[THE TASK]: Retype the listing that follows, exactly as written.

[PROVIDED DATA]:
--
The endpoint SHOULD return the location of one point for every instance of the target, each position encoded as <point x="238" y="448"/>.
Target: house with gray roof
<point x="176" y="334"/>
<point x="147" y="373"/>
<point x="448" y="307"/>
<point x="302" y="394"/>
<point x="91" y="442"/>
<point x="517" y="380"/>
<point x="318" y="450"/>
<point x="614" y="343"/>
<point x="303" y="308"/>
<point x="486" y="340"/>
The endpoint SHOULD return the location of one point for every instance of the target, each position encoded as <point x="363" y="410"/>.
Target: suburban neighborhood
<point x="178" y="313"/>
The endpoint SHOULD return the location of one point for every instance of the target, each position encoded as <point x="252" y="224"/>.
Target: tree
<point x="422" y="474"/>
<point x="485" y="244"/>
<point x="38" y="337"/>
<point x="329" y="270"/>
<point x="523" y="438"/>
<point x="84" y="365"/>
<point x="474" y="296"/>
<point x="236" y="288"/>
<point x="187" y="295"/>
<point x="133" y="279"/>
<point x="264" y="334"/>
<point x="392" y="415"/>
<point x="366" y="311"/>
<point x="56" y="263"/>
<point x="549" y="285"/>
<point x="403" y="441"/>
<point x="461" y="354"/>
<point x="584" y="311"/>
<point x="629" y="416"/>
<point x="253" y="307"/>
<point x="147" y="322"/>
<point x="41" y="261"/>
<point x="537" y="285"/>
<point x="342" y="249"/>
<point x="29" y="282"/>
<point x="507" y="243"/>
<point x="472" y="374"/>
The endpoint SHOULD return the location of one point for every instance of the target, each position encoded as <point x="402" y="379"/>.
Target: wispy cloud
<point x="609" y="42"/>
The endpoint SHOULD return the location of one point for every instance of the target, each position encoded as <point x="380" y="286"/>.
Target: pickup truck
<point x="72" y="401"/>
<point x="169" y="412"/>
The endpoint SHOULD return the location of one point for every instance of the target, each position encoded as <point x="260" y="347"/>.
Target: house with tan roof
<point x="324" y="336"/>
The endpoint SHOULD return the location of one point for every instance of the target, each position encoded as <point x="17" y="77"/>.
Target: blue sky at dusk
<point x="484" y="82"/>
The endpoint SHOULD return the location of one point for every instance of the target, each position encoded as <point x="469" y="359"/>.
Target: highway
--
[EXERCISE OUTPUT]:
The endpoint SHOULD return the location of one point for every instance of the target, each position encoded as <point x="238" y="448"/>.
Target: house with gray roof
<point x="176" y="334"/>
<point x="147" y="373"/>
<point x="448" y="307"/>
<point x="302" y="394"/>
<point x="91" y="442"/>
<point x="517" y="380"/>
<point x="318" y="450"/>
<point x="614" y="343"/>
<point x="303" y="308"/>
<point x="486" y="340"/>
The endpoint SHOULD return the location of one point for every instance of the target, each position encoded as <point x="363" y="410"/>.
Target: suburban neighborhood
<point x="178" y="313"/>
The endpoint SHOULD return the location of one point for every instance of the target, each position encoded as <point x="252" y="224"/>.
Target: tree
<point x="422" y="474"/>
<point x="485" y="244"/>
<point x="38" y="337"/>
<point x="329" y="270"/>
<point x="523" y="438"/>
<point x="84" y="365"/>
<point x="474" y="296"/>
<point x="236" y="288"/>
<point x="187" y="295"/>
<point x="133" y="279"/>
<point x="264" y="334"/>
<point x="392" y="415"/>
<point x="366" y="311"/>
<point x="56" y="263"/>
<point x="549" y="285"/>
<point x="403" y="441"/>
<point x="461" y="354"/>
<point x="584" y="311"/>
<point x="629" y="416"/>
<point x="253" y="307"/>
<point x="147" y="322"/>
<point x="41" y="261"/>
<point x="537" y="285"/>
<point x="342" y="249"/>
<point x="29" y="282"/>
<point x="507" y="243"/>
<point x="472" y="374"/>
The endpoint SHOULD return the location of one point for every instance of the target, each position encoded as <point x="402" y="379"/>.
Target: wispy cloud
<point x="609" y="42"/>
The endpoint SHOULD return the location of one point for every instance of the target, each position encoded as <point x="380" y="286"/>.
Target: pickup truck
<point x="72" y="401"/>
<point x="169" y="412"/>
The endpoint SHOULD return the location of one point for every instance of the target, each position encoded as <point x="260" y="347"/>.
Target: house with tan roof
<point x="324" y="336"/>
The endpoint SHOULD return the location of one point for every instance of the target, each position encoded as <point x="17" y="77"/>.
Target: blue sky at dusk
<point x="484" y="82"/>
The endpoint SHOULD return the location of one point for every instance of the target, each position encoded as <point x="469" y="359"/>.
Target: highway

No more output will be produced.